Excerto:

====================

Os paralelipipedos de basalto luzidio, banhados pela chuva, cresciam desmedidamente como écrans negros gigantes, vistos por aqueles olhos fixos por detrás das vidraças.
Ideias que tinha, às vezes assaltavam-na como se fossem gigantes que a engoliam.
Ficava presa delas por tempos infindos.
Ainda hoje era concerteza de olhar sonhador que revia a sua juventude em Lisboa.
Por essa altura andava-se mais de carro eléctrico e era ainda em burros e carroças que chegavam os víveres ao mercado da Ribeira vindos dos arredores.
Nos bairros populares os candeeiros eram acesos à noite por um homem que voltava de manhã para apagá-los.
As mercearias de bairro vendiam quartas de açucar, litros de grão e de feijão e postas e caras de bacalhau que embrulhavam em papel vegetal e depois em papel pardo.

====================

Registos guardados:
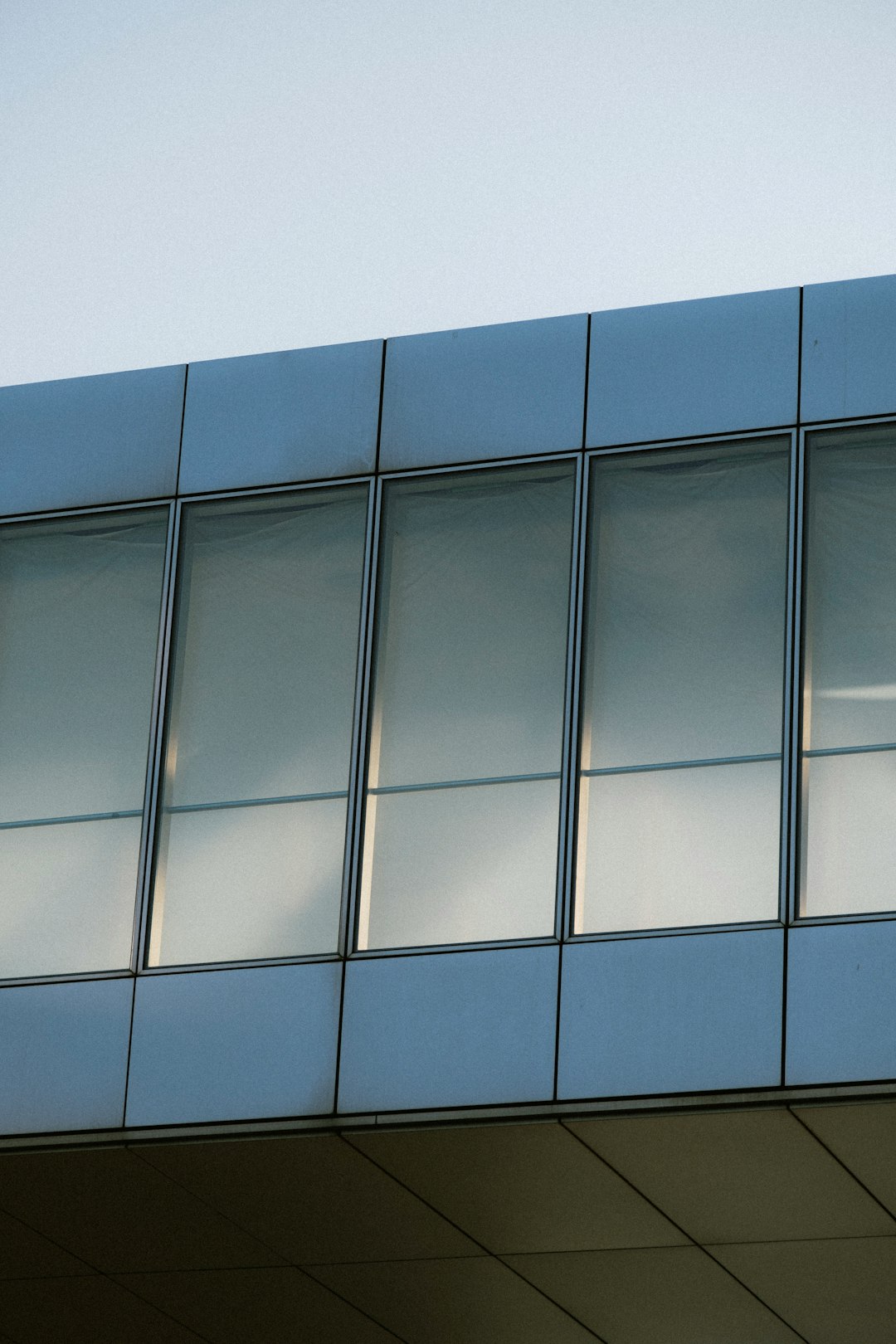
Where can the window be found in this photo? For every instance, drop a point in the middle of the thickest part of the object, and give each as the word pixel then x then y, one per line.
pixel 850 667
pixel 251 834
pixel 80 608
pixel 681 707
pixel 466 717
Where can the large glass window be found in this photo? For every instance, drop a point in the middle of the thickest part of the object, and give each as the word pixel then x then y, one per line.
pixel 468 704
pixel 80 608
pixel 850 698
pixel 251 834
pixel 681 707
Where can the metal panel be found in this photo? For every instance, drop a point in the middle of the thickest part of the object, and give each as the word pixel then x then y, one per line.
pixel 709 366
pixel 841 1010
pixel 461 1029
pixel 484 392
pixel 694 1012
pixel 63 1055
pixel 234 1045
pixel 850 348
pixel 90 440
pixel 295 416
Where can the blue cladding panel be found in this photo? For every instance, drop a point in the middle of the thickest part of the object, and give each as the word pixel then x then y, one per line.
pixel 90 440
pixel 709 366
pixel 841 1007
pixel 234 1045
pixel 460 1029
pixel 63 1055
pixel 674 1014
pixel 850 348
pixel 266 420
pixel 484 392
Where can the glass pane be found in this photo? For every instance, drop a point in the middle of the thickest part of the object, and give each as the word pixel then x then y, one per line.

====================

O que fazer:
1. Responda com base no excerto:
(a) Como chegavam os víveres dos arredores ao mercado da Ribeira?
(b) Quem acendia os candeeiros nos bairros populares à noite?
(c) Em que papéis as mercearias de bairro embrulhavam o que vendiam?
2. Indique todos os produtos que, segundo o excerto, as mercearias de bairro vendiam, com a medida ou o corte mencionado.

Respostas:
1.
(a) Em burros e carroças.
(b) Um homem que voltava de manhã para os apagar.
(c) Primeiro em papel vegetal e depois em papel pardo.

2.
- quartas de açucar
- litros de grão
- litros de feijão
- postas de bacalhau
- caras de bacalhau